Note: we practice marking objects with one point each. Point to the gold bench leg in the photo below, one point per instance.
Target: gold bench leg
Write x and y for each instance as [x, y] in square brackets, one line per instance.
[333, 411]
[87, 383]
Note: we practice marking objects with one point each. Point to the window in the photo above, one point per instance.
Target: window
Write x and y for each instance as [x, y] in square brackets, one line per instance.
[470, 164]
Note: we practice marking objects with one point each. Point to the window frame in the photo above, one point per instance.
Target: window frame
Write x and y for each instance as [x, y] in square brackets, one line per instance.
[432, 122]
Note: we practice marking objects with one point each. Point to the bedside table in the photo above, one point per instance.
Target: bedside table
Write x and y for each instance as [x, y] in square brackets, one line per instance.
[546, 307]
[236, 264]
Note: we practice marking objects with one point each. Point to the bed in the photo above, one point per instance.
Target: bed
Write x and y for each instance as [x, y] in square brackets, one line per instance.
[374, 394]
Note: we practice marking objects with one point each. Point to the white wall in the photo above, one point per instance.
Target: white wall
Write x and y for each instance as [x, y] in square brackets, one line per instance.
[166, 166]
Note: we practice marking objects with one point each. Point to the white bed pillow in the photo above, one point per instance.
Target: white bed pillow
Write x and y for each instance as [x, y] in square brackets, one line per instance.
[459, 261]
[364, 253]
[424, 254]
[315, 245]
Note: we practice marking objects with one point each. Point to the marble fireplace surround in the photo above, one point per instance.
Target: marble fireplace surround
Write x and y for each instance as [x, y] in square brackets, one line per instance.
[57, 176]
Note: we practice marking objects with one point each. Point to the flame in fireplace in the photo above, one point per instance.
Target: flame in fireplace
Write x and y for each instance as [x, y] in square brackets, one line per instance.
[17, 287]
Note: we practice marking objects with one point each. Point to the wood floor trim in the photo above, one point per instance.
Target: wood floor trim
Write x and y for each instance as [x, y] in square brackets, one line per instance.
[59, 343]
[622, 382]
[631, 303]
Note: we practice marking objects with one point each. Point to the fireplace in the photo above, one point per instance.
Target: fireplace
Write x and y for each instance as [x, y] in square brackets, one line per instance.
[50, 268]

> **Exercise objective**:
Extract, word for word, each line of the listing above.

> **Reply**:
Note: we practice marking objects with one point each. Point to the gold bench leg in the photo below, one point per instance.
Target: gold bench leg
Write x and y for each instance as [x, y] in square brackets, one line per instance.
[333, 411]
[87, 383]
Note: we practice marking objects with one point each. Point to the window in the photo above, one point per instance.
Target: window
Write x and y for each instance as [x, y] in square brackets, one line per instance.
[470, 164]
Note: we practice marking objects with one point each. Point to the window frame in the photo above, one point per instance.
Target: window frame
Write x and y for each instance as [x, y] in square brackets, one line per instance.
[432, 122]
Note: we practice marking objects with one point each. Point to the bedside table in the photo above, one point per instance.
Target: bedside table
Write x and y for each instance as [x, y] in square brackets, one line per instance.
[546, 307]
[236, 264]
Note: we practice marking objects with one point each. Point to the bed in the photo above, one point per instance.
Target: bed
Write x and y for each instance as [x, y] in square brackets, one line per instance.
[374, 394]
Note: we practice marking objects with one point each. Point to the white wall in the photo above, one point per instance.
Target: white wall
Write x and y for each instance as [x, y] in square brackets, one line per instance.
[166, 166]
Note: we practice marking objects with one point each. Point to the white bed pillow in the photo above, one point per instance.
Target: white bed pillow
Write x and y for each instance as [x, y] in square brackets, one line per instance.
[459, 261]
[364, 253]
[424, 254]
[315, 245]
Note: we practice marking objects with one point each. Point to the marble fireplace surround in the photo above, one point per instance.
Target: marble fireplace surround
Write x and y for each instance as [x, y] in square brackets, one line per instance.
[57, 176]
Note: we practice marking objects with one point each. Point to the flame in fireplace in the photo above, one point per instance.
Target: flame in fireplace
Write x and y for each instance as [x, y] in square brackets, one line per instance.
[17, 287]
Note: we practice marking objects with one point each. Point to the wood floor trim in the photo above, one point per instance.
Target: wood floor trim
Write x and y for each instance as [x, y] in square brackets, one line per instance.
[59, 343]
[622, 382]
[631, 303]
Note: we practice marking objects with one point each. Point to the fireplace in the photo above, one point per instance.
Target: fireplace
Write x and y for each instance as [x, y] in square brackets, one line per instance.
[50, 268]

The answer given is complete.